Un viaje a la infancia


Por Carlos Calvo
Fotografías de Guadalupe Corraliza 

  De niño, tuve la inmensa fortuna de que mi abuela materna me llevara al cine cada dos por tres, y en ese reducto salía del pequeño mundo en el que vivía para transportarme a historias que sembraron el germen de mi pasión por el celuloide.

    Así nació mi amor por el cine, por los relatos, por las vidas vividas de otras personas y por mi afición a las lecturas adaptadas. Fue el comienzo de una de esas pasiones que marcan una vida. Me convertía en un jugador en el escenario de otro. La mente y la imaginación se fusionaban en un aprendizaje que se iba posando poco a poco, como la vieja hilaba el copo. El gran flechazo cinematográfico fue para mí ‘Los contrabandistas de Moonfleet’, la película de Fritz Lang del año 1955 que mi abuela me llevó a ver en una matinal del zaragozano cine Victoria, uno de aquellos inolvidables festivos que pusieron los cimientos de mi cinefilia irredenta.

  Tuve la suerte, a fin de cuentas, de crecer viendo historias que me hacían sentir poderoso. Relatos en los que, muchas veces, los adultos tiraban la toalla frente a un problema, mientras los niños no. Fue un mundo feliz, a pesar de que el escritor Aldous Huxley creyese que la peor dictadura es la de las cosas que nos gustan, del placer, del entretenimiento. El escapismo es una parte esencial de la experiencia humana. Lo necesitamos para ser felices y lo obtenemos a través del cine y el mundo de las artes y las letras en general. Es bueno para chicos y mayores tener una vía de escape, aunque siempre en el justo equilibrio entre la fantasía y la realidad.
▬▬▬▬▬▬
Tareas propuestas:
1) Según el texto sobre el cine en la infancia, ¿por qué necesitamos el escapismo? Responde en una a tres oraciones.
2) Continúa el texto sobre el cine en la infancia a partir de su última oración.
Las líneas no intervienen en ninguna de estas tareas.

Material recopilado:
▬▬▬▬▬▬
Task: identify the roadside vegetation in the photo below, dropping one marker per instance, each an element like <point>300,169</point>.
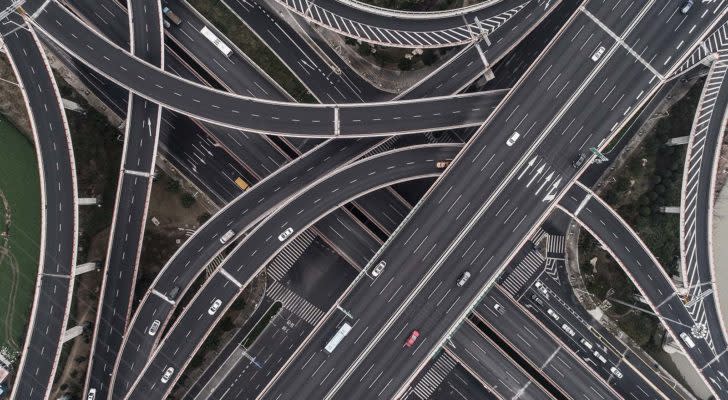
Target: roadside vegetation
<point>650,178</point>
<point>232,27</point>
▬▬▬▬▬▬
Respuestas:
1) Necesitamos el escapismo para ser felices, y lo obtenemos a través del cine y del mundo de las artes y las letras en general. Por eso es bueno para chicos y mayores tener una vía de escape, aunque siempre en el justo equilibrio entre la fantasía y la realidad.

2)
  Con mi abuela, en cualquier caso, recorrí todos los cines de aquella Zaragoza de los años sesenta y setenta del siglo veinte, y con ellos empecé a descubrir la ciudad en sus barriadas, sus gentes y sus cosas. Mi cine preferido era el Latino, frente a la iglesia de San Gil, que me recordaba por su clasicismo esférico al del cine Elíseos. También acudíamos con frecuencia al Fuenclara –luego Arlequín y sede más tarde de la filmoteca-, al Pax y al Roxy, sin menospreciar, claro está, el resto, desde el Palacio al París, pasando por los Norte, Venecia, Dux, Rialto, Mola, Torrero, Gran Vía, Madrid, Actualidades, Avenida, Palafox, Dorado, Coso, Argensola, Coliseo, Rex, Fleta… Seguro que me dejo alguno. En todas aquellas salas vi muchas de las películas que ahora recoge la exposición de la Caixaforum titulada ‘Cine y emociones: un viaja a la infancia’.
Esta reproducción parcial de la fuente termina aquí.